■ Work to do
1/ Please copy out the passage on the internet capacity crunch between "The project team" and "halving energy consumption.", inclusive.
2/ Continue the passage on the internet capacity crunch from where it stops.

■ Selected extract
+++
An international communications project led by Aston University is set to tackle the growing worldwide internet 'capacity crunch' whilst reducing network energy consumption.

The project team believes a balance of digital, analogue electronic and optical processing will enable signals to be transmitted over an optical fibre with enough bandwidth to support 1million simultaneous mobile phone calls whilst halving energy consumption.

Aston's Professor Andrew Ellis is leading the Petabit Energy Aware Capacity Enhancement (PEACE). He said: "Since the introduction of direct dialling in 1950, we have seen a succession of applications affecting our network capacities. The boom in smart phone and tablet use is the latest phenomenon currently fuelling growing bandwidth. To facilitate the long term exponential expansion of bandwidth, optical intensities at the core of optical fibres have been steadily increased. However, they have been amplified to such an extent that they are now more intense than sunlight at the surface of the Earth's atmosphere, which results in significant signal distortion. It is this distortion which limits the amount of data which can be transmitted, leading to capacity crunch."
+++
■ Given information
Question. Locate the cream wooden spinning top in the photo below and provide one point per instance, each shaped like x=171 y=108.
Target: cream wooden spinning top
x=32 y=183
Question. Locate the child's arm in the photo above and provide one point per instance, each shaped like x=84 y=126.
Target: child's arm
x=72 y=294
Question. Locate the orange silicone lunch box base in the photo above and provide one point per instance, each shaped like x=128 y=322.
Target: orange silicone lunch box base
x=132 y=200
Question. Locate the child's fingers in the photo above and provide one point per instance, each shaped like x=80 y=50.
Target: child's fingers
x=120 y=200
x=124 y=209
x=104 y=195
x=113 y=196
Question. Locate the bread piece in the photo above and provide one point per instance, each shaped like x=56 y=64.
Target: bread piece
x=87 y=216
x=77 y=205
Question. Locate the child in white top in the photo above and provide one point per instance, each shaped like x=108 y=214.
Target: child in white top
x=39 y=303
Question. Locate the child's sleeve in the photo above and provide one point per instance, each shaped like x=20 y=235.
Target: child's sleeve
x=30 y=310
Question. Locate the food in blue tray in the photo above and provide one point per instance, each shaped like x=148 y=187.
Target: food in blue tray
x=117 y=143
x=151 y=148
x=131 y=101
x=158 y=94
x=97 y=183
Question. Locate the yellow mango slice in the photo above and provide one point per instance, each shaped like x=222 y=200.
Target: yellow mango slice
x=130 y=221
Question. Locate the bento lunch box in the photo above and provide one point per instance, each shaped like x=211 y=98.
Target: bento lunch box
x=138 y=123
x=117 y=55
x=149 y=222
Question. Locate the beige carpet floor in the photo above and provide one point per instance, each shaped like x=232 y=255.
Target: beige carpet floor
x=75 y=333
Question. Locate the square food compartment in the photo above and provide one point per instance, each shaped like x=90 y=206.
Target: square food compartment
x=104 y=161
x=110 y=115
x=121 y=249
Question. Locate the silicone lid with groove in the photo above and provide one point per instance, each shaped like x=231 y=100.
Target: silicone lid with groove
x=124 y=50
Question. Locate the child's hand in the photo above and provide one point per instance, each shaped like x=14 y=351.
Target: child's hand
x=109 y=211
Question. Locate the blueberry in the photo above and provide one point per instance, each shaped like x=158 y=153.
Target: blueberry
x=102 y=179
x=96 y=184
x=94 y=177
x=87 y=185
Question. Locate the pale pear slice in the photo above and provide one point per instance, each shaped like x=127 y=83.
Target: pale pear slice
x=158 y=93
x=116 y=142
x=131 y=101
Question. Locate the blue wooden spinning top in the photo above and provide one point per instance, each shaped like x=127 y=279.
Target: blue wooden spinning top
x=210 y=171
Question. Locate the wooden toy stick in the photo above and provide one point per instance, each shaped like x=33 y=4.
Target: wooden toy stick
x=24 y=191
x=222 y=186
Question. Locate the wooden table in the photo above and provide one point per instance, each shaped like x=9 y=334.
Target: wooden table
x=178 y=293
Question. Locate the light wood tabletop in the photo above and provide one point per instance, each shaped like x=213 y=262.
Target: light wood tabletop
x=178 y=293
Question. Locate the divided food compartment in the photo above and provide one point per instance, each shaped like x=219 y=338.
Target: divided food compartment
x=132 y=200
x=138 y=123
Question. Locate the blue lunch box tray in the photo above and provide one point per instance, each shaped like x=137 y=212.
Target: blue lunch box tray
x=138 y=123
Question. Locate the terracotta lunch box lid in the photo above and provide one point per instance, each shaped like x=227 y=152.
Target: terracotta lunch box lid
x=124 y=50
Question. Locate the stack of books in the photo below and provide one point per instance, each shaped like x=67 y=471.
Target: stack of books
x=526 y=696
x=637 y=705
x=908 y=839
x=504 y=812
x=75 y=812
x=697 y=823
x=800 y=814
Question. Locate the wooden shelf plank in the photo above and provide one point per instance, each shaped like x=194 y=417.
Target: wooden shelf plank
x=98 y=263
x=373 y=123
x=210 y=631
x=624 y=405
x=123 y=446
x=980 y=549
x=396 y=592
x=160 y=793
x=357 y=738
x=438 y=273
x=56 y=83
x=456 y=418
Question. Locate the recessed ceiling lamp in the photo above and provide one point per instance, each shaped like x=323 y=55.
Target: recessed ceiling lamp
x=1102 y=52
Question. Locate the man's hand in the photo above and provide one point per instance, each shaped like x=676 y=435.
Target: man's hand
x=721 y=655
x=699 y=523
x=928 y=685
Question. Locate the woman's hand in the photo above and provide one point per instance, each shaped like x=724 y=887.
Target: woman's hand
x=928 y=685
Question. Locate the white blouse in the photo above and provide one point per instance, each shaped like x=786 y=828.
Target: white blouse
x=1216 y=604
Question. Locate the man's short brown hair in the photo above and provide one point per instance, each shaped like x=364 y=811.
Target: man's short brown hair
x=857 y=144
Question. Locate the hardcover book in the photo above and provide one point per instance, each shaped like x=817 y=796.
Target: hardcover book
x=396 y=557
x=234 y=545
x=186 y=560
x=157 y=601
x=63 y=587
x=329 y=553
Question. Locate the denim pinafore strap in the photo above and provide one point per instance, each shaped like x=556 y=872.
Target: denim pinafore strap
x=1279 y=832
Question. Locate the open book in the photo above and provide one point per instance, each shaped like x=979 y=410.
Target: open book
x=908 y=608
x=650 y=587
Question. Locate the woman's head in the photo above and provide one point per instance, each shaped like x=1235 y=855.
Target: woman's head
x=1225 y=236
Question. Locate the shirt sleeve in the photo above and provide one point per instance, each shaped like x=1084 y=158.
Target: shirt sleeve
+++
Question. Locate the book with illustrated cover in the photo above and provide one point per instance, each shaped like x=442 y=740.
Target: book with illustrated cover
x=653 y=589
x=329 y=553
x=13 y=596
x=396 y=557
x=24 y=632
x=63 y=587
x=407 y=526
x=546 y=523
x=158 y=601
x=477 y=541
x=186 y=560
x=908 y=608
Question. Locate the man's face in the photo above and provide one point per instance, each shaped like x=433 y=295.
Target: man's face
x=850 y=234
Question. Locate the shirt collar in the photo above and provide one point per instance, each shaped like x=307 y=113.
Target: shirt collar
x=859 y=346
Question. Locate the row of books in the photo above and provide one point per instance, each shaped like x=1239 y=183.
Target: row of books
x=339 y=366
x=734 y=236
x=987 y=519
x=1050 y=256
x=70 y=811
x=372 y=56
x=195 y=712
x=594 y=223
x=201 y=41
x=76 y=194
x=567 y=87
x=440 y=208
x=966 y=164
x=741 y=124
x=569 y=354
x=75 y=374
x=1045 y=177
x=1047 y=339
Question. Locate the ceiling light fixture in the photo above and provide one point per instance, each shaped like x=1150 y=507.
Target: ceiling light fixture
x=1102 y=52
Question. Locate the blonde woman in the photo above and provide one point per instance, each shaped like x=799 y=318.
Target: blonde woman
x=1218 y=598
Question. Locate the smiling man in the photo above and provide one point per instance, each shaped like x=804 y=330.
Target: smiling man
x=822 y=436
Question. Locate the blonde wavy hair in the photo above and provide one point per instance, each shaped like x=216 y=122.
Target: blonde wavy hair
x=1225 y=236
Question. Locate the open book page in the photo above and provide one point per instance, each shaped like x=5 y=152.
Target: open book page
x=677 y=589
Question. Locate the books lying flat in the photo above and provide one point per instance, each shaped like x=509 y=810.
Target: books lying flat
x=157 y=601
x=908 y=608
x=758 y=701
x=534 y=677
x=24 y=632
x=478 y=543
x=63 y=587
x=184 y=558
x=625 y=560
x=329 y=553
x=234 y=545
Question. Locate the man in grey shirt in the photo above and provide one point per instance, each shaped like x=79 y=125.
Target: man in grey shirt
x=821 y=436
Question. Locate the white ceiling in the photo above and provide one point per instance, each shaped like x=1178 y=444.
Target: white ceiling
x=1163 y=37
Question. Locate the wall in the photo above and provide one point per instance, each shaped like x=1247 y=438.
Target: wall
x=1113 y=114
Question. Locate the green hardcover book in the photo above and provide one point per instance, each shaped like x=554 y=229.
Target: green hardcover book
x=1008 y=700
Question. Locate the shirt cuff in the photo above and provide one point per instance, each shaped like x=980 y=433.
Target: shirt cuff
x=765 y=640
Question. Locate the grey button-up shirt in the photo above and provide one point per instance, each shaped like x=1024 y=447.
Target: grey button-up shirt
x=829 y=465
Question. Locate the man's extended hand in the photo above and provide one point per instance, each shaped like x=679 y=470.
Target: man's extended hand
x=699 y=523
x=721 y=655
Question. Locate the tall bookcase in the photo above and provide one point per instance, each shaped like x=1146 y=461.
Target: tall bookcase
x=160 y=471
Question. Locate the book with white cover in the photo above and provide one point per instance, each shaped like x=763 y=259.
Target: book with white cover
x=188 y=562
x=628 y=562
+++
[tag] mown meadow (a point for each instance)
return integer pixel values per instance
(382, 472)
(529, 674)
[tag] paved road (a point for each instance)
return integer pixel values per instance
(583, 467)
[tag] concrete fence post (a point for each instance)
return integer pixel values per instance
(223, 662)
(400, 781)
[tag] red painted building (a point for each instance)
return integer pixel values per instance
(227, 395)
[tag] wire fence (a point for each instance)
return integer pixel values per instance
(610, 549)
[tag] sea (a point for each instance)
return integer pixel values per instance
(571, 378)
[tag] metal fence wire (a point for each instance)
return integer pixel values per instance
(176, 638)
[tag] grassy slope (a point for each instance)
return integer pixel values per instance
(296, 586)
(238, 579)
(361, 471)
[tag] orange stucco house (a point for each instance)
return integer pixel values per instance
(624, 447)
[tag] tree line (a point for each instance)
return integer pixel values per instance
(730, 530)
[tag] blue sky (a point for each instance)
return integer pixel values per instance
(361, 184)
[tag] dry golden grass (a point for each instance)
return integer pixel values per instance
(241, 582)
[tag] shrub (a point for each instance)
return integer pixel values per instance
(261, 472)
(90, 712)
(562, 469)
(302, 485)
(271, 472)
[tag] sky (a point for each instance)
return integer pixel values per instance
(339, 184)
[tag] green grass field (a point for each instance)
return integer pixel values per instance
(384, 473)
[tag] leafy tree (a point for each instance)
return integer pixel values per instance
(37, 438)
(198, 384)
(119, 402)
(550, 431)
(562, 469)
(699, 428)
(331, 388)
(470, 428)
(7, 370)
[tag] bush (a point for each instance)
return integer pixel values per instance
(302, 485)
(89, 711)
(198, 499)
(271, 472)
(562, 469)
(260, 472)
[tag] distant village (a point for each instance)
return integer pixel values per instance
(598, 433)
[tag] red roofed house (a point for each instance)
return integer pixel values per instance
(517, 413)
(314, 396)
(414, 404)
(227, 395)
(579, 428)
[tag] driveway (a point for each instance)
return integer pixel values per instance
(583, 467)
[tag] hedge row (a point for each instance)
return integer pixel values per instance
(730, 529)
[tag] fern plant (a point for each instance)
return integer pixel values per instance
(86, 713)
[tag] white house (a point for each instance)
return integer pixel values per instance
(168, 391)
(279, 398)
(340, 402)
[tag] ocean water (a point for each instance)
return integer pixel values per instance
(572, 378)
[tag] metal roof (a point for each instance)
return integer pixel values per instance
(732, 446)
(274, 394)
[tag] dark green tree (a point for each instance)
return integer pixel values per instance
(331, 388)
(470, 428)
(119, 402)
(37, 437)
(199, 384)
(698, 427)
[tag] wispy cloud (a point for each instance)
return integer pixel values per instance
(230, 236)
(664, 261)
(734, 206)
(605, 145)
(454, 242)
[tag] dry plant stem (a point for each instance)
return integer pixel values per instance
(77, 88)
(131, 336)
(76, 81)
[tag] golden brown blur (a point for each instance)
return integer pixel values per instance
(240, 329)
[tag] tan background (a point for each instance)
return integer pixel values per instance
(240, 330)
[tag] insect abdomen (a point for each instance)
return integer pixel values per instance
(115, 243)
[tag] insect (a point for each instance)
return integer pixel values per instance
+++
■ Results for the exercise
1/
The project team believes a balance of digital, analogue electronic and optical processing will enable signals to be transmitted over an optical fibre with enough bandwidth to support 1million simultaneous mobile phone calls whilst halving energy consumption.

2/
Prof Ellis is confident the project team and its industry partners can resolve significant issues associated with transporting the huge bandwidths which will be required across all aspects of future communication networks and associated power consumption. The team estimates the internet consumes more than 8% of the electricity generated by a developed country.

Professor Ellis, adds: "We will increase network capacity by maximising spectral use and developing techniques to combat the nonlinear effects induced by the high intensities encountered in today's networks. But equally importantly, by combining appropriate digital technique, such as those as those found in mobile phones, with analogue and optical signal processing, we will develop equipment for use in optical fibre networks with less than half of the energy consumption per bit of current products."